▸ **The exercise**
Rewrite every line of the data below as a Markdown table with the columns Row and Text, giving each line its row number and skipping blank lines. Leave the pictures out of the table.

(Photo labels with bounding boxes)
%%
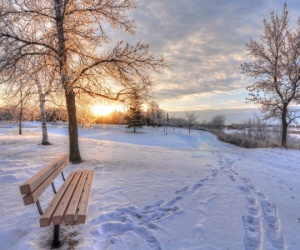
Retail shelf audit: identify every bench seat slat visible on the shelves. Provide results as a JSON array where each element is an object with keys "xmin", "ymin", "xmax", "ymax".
[
  {"xmin": 64, "ymin": 170, "xmax": 89, "ymax": 224},
  {"xmin": 20, "ymin": 154, "xmax": 69, "ymax": 195},
  {"xmin": 23, "ymin": 161, "xmax": 69, "ymax": 206},
  {"xmin": 40, "ymin": 171, "xmax": 76, "ymax": 227},
  {"xmin": 52, "ymin": 171, "xmax": 82, "ymax": 225},
  {"xmin": 76, "ymin": 170, "xmax": 95, "ymax": 224}
]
%%
▸ **Exercise response**
| Row | Text |
|---|---|
| 1 | Retail shelf audit: identify every bench seat slat visible on the shelves. Provide results as a JSON array where each element is an object with keys "xmin", "ymin", "xmax", "ymax". |
| 2 | [ |
| 3 |   {"xmin": 64, "ymin": 170, "xmax": 89, "ymax": 224}, |
| 4 |   {"xmin": 20, "ymin": 154, "xmax": 69, "ymax": 195}, |
| 5 |   {"xmin": 23, "ymin": 161, "xmax": 69, "ymax": 206}, |
| 6 |   {"xmin": 40, "ymin": 171, "xmax": 76, "ymax": 227}, |
| 7 |   {"xmin": 52, "ymin": 171, "xmax": 82, "ymax": 225}, |
| 8 |   {"xmin": 76, "ymin": 170, "xmax": 95, "ymax": 224} |
| 9 | ] |